- **Metti in pratica**
[A] Rispondi alle domande seguenti in base all'articolo sulla lettera aperta dell'imprenditore.
(i) A quale organizzazione è stata inviata la lettera aperta?
(ii) Da quale anno la società immobiliare affitta i muri ad aziende del settore della moda?
(iii) Quanto incide ogni anno l'Imu per i soli negozi di Milano?
[B] Riporta il passo dell'articolo sulla lettera aperta dell'imprenditore compreso tra "Il racconto parte" e "negozi a Milano.", estremi inclusi.

- **Testo riportato**
────────────────────────────────────────

Un grido d’allarme che risuona forte in un momento davvero drammatico

LECCO – Un appello accorato alle istituzioni perché si scelga una strada diversa per fronteggiare l’emergenza Coronavirus. Un grido d’allarme che risuona forte in un momento davvero drammatico soprattutto per chi ha un negozio. Un racconto dettagliato e amaro di una situazione diventata sempre più insostenibile e inaccettabile. Un imprenditore brianzolo, con negozio in un Comune del Lecchese, ha scritto una lettera aperta, inviata a Confcommercio, per raccontare non solo la sua vicenda, ma il dramma condiviso da molti imprenditori. L’obiettivo della missiva? “Vogliamo far sentire la nostra voce e far capire a chi fa le regole quanto problematica sia la situazione e come i lockdown siano stati gestiti in modo assurdo e sconsiderato”.

Il racconto parte chiaramente dalla storia della sua azienda, che produce quanto vende nei suoi negozi diretti e che nel 2020 ha avuto perdite superiori al 60-70% del fatturato rispetto al 2019. Oltre a questa azienda c’è anche un’altra società immobiliare proprietaria di alcuni negozi a Milano.

“Dal 2015 abbiamo affittato i muri ad aziende nel settore della moda. I nostri inquilini, esasperati dai lockdown, prima ci hanno ‘costretto’ ad accettare la loro richiesta di ridurre gli affitti e ora hanno dato disdetta: così ci ritroviamo con i locali vuoti, il mutuo da pagare pesantissimo e l’Imu che incide per più di 40.000 euro all’anno oltre alle altre tasse locali solo per i negozi di Milano”.

Una situazione complicata aggravata “da un Governo che non ha saputo fronteggiarla: i morti sono e sono stati tantissimi, ma se il nemico attacca non bisogna “calare le braghe” e arrendersi. E soprattutto bisogna usare il cervello e non reagire di pancia”. Poi l’imprenditore aggiunge: “Il Governo chiude tutti noi, ma se si va in un negozio “necessario” trovi il parcheggio non pieno ma intasato e centinaia di persone al suo interno. Non capisco come sia possibile questo! Il problema non è chiudere i negozi, ma migliorare il trasporto pubblico, le scuole e gli ospedali. Lo Stato dovrebbe garantire i controlli mandando in giro le persone che noi paghiamo con le nostre tasse: i vigili, la polizia, l’esercito…”. E sui dipendenti pubblici in smart working il suggerimento provocatorio è duplice: “Una parte deve tornare in ufficio per fare il lavoro che oggi è sospeso, un’altra invece potrebbe essere “riconvertita” per dare una mano a gestire gli assembramenti”.

Nella sua missiva l’imprenditore attacca anche gli enti locali: “Che cosa stanno facendo ora? L’anagrafe del Comune dove ho il negozio è praticamente ferma e l’ufficio tecnico per depositare un progetto edilizio chiede mesi in più rispetto ai tempi già faraonici del periodo ante Covid. In questa situazione noi e i nostri inquilini non abbiamo potuto usare i nostri immobili per cui mi sembra assurdo dover pagare l’Imu e le altre tasse, ad esempio sui rifiuti non prodotti”.

────────────────────────────────────────

- **Dati forniti**

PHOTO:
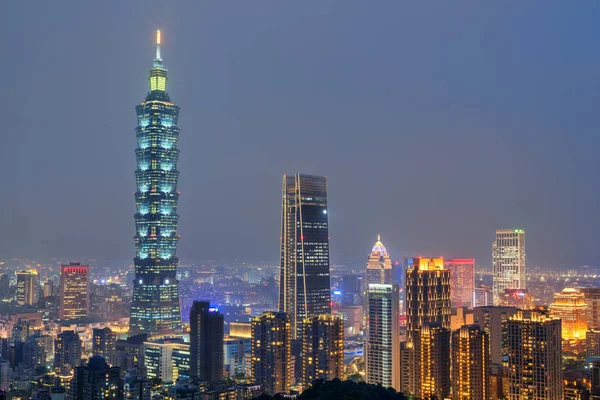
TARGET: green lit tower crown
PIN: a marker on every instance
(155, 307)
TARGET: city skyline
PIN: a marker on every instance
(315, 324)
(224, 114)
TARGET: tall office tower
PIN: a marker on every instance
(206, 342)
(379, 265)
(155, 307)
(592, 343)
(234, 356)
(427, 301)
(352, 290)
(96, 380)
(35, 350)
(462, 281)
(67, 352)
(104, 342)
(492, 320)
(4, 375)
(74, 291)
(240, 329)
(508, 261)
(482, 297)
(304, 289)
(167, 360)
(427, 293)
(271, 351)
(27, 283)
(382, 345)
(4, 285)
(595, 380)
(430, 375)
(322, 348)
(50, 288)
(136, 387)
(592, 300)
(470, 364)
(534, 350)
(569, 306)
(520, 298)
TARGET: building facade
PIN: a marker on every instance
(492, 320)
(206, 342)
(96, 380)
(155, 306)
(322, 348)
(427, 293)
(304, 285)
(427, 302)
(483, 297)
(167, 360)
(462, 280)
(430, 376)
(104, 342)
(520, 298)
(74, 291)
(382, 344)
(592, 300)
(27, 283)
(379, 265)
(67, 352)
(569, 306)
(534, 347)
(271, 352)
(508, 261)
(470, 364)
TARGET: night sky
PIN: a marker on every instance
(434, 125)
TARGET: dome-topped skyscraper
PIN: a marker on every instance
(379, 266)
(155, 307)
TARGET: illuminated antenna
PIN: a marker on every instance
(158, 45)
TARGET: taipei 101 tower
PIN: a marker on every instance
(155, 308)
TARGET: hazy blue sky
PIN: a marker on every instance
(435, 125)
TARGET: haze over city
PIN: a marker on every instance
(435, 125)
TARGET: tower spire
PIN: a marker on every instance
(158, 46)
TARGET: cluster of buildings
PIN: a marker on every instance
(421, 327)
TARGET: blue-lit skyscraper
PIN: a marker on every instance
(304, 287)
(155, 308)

────────────────────────────────────────

- **Soluzioni degli esercizi**
[A]
(i) A Confcommercio.
(ii) Dal 2015.
(iii) Più di 40.000 euro all'anno.

[B]
Il racconto parte chiaramente dalla storia della sua azienda, che produce quanto vende nei suoi negozi diretti e che nel 2020 ha avuto perdite superiori al 60-70% del fatturato rispetto al 2019. Oltre a questa azienda c’è anche un’altra società immobiliare proprietaria di alcuni negozi a Milano.